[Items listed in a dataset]
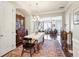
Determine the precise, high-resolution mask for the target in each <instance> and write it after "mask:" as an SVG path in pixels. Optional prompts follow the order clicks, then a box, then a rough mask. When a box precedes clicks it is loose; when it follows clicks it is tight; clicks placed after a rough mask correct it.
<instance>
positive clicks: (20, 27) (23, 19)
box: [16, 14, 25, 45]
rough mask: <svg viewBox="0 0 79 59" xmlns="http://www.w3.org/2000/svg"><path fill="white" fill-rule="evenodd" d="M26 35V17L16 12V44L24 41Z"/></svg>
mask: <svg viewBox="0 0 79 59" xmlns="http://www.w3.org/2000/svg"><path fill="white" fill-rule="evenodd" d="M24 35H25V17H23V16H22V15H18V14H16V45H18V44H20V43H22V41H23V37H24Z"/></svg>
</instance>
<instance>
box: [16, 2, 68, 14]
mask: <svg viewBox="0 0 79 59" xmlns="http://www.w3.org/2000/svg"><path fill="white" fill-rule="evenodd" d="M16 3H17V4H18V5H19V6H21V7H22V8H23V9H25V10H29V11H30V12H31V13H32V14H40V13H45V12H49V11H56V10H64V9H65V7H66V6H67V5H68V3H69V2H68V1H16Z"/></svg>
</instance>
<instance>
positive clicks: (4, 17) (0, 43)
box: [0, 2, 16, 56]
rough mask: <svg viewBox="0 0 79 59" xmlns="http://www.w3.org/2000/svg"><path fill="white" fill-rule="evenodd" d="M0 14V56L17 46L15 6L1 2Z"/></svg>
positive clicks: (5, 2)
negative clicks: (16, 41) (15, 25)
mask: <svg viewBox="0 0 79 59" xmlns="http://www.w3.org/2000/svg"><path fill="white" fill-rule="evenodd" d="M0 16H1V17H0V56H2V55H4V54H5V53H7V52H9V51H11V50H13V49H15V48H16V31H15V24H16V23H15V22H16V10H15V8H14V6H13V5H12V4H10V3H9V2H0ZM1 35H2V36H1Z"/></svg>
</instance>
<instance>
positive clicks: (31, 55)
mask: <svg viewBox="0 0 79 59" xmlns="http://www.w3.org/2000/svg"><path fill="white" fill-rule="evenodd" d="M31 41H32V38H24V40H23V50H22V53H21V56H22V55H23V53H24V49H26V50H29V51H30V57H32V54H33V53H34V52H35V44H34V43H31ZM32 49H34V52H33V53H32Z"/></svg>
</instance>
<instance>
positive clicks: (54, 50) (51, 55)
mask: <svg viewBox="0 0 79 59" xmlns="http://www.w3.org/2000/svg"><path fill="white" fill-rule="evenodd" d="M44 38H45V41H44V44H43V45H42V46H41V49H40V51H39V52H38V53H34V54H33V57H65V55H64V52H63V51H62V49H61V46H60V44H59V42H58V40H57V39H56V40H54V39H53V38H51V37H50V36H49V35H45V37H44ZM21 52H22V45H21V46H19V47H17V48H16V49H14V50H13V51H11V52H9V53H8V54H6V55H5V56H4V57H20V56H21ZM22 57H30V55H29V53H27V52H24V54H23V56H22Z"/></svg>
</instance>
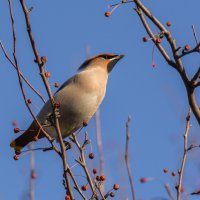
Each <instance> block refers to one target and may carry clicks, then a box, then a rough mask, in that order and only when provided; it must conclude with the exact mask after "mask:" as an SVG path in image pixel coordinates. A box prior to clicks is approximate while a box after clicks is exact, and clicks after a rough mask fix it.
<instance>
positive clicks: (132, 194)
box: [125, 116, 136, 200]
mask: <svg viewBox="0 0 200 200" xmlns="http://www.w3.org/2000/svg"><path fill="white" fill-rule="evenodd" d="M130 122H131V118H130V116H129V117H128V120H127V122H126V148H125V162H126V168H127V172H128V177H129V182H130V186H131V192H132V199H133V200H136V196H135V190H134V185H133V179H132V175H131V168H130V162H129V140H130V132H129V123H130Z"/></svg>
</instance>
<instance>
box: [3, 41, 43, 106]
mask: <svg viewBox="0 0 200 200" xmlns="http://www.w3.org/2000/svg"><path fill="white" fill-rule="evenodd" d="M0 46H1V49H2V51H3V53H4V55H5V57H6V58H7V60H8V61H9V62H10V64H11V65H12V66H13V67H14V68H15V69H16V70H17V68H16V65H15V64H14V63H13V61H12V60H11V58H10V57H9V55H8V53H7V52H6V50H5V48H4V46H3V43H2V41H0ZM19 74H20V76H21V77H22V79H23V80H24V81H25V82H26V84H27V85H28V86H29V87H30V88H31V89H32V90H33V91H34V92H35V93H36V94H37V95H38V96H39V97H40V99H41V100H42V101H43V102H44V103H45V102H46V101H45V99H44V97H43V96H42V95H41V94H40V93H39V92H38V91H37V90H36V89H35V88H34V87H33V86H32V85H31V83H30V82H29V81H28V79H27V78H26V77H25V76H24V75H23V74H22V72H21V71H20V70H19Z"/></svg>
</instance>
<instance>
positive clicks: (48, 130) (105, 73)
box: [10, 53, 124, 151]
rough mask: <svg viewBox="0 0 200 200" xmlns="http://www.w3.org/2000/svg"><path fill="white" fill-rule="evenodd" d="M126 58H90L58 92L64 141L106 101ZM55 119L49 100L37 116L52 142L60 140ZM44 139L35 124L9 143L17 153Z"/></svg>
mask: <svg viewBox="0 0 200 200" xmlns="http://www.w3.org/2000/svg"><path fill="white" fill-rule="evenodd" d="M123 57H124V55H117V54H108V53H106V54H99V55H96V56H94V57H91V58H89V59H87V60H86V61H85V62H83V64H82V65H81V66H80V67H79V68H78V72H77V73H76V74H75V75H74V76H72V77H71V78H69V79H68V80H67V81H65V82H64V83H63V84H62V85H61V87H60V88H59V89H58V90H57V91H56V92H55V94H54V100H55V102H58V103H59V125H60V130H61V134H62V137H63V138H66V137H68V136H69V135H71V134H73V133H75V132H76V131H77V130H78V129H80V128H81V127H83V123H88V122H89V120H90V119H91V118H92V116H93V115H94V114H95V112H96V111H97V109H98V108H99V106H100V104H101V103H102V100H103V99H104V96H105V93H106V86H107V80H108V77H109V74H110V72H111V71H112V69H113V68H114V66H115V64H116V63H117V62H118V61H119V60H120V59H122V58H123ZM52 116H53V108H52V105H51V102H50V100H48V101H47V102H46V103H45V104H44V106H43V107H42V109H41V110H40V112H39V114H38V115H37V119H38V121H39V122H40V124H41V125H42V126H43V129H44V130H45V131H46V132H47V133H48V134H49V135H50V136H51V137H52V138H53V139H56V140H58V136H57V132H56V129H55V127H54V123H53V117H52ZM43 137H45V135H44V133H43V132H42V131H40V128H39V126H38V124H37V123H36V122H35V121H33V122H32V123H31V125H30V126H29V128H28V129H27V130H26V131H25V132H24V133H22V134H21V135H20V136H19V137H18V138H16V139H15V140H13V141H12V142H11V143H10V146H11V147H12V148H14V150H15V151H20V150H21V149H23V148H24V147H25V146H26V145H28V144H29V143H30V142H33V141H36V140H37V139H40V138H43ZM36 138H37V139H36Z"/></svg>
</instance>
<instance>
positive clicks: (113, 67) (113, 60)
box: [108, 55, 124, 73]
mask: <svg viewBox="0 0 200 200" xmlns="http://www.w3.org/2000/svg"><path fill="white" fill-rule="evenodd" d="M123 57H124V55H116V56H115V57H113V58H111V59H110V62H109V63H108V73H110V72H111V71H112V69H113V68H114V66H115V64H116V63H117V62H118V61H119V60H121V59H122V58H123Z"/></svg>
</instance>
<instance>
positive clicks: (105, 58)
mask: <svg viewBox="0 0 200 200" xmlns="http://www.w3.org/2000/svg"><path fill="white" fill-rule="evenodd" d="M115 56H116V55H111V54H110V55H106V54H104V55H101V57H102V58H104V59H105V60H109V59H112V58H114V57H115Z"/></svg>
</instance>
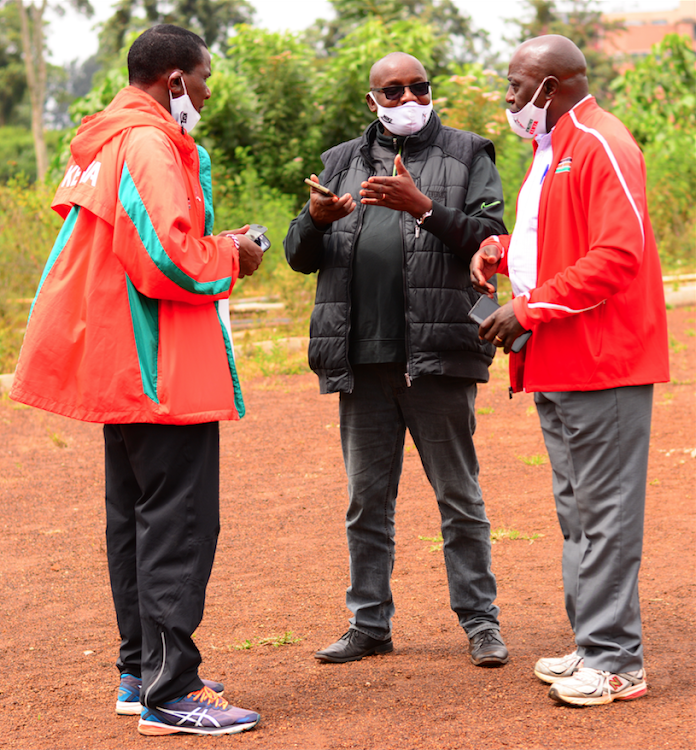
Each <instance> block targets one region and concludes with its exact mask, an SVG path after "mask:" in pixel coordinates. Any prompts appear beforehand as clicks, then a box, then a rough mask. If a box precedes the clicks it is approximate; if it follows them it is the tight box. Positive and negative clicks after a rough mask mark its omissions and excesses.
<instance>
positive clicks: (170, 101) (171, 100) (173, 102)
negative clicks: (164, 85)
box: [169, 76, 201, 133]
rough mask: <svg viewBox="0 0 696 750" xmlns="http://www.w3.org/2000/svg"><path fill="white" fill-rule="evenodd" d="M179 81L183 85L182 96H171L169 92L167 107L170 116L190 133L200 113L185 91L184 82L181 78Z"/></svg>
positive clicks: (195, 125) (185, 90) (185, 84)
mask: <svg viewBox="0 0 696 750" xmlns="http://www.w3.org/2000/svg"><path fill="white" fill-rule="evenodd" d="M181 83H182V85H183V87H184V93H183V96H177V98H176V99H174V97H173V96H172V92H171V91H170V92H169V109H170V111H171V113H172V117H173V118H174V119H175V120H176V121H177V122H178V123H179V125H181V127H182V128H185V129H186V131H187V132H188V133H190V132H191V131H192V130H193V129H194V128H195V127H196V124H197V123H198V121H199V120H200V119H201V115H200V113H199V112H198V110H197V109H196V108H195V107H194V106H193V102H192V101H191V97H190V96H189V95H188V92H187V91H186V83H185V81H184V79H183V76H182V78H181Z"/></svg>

* * *

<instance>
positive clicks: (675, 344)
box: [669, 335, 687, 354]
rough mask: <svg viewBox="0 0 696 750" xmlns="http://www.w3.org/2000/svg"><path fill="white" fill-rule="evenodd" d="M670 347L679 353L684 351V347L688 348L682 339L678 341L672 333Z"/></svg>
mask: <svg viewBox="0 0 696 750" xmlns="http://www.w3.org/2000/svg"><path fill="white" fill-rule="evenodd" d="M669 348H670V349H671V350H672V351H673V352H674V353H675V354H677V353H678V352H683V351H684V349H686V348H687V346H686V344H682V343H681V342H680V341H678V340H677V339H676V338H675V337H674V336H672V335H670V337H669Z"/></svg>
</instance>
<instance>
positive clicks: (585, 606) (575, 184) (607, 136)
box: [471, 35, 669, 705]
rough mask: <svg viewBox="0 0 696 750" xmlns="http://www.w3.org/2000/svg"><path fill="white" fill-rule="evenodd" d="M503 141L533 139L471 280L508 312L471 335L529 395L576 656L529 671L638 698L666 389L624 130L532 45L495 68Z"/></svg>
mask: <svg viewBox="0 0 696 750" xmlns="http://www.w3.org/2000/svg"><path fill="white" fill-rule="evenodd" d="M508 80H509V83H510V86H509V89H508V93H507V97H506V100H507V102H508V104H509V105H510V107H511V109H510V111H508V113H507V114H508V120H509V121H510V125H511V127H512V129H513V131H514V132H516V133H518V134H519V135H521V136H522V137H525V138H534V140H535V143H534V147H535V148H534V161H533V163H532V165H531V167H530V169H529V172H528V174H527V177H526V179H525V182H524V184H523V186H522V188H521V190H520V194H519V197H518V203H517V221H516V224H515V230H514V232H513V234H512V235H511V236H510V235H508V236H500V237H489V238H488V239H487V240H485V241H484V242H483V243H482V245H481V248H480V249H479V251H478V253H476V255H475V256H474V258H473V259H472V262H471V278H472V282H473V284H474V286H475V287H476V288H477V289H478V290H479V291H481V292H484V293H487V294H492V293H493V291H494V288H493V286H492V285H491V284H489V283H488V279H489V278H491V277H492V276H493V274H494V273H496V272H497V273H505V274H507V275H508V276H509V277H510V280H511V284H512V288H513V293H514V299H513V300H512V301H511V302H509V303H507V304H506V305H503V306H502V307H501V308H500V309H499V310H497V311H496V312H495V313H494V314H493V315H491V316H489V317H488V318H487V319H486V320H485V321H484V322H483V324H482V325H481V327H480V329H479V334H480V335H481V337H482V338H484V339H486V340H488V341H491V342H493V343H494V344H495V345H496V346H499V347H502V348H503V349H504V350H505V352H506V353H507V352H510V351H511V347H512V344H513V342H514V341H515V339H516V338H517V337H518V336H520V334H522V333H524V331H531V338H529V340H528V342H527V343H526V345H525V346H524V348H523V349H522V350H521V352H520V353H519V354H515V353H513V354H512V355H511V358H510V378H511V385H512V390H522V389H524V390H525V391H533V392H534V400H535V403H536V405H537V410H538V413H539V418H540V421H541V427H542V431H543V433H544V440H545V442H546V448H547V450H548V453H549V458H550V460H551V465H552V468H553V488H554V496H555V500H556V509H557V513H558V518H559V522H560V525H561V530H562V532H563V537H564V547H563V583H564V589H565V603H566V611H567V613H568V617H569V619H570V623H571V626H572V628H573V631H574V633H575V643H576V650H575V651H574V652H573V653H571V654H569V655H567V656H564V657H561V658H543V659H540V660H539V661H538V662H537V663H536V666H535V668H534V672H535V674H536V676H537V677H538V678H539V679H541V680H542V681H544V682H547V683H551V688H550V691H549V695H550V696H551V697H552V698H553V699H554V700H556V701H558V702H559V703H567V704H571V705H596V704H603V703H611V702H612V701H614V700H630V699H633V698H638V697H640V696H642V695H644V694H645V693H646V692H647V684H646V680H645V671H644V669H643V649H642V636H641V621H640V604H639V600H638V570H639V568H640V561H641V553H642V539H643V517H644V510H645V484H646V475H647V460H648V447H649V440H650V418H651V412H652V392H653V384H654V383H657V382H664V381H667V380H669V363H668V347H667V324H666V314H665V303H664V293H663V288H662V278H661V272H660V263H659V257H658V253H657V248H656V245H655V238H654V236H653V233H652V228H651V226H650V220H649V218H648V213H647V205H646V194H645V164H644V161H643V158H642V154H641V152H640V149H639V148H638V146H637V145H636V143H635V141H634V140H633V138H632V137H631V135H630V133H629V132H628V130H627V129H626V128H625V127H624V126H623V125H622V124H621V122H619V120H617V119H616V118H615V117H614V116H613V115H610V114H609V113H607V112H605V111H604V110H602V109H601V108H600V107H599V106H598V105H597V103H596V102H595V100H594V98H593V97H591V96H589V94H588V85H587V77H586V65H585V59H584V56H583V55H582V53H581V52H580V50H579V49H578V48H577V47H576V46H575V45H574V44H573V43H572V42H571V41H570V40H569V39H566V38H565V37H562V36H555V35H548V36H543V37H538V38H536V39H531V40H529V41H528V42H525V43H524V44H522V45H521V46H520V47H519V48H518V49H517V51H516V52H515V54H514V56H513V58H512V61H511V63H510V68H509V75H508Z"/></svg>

**Task item**: Repeat, exactly as they stand above, the lines from the line with "347L679 353L684 351V347L688" to the line with "box: [471, 35, 669, 705]", both lines included.

**Result of the exercise**:
rough mask: <svg viewBox="0 0 696 750" xmlns="http://www.w3.org/2000/svg"><path fill="white" fill-rule="evenodd" d="M670 347L679 353L684 351V347L688 348L682 339L678 341L672 333Z"/></svg>
mask: <svg viewBox="0 0 696 750" xmlns="http://www.w3.org/2000/svg"><path fill="white" fill-rule="evenodd" d="M669 348H670V349H671V350H672V351H673V352H674V353H675V354H677V353H678V352H683V351H684V349H686V348H687V346H686V344H682V343H681V342H680V341H678V340H677V339H676V338H675V337H674V336H672V335H670V337H669Z"/></svg>
</instance>
<instance>
positive clicks: (585, 606) (575, 184) (607, 136)
box: [471, 35, 669, 705]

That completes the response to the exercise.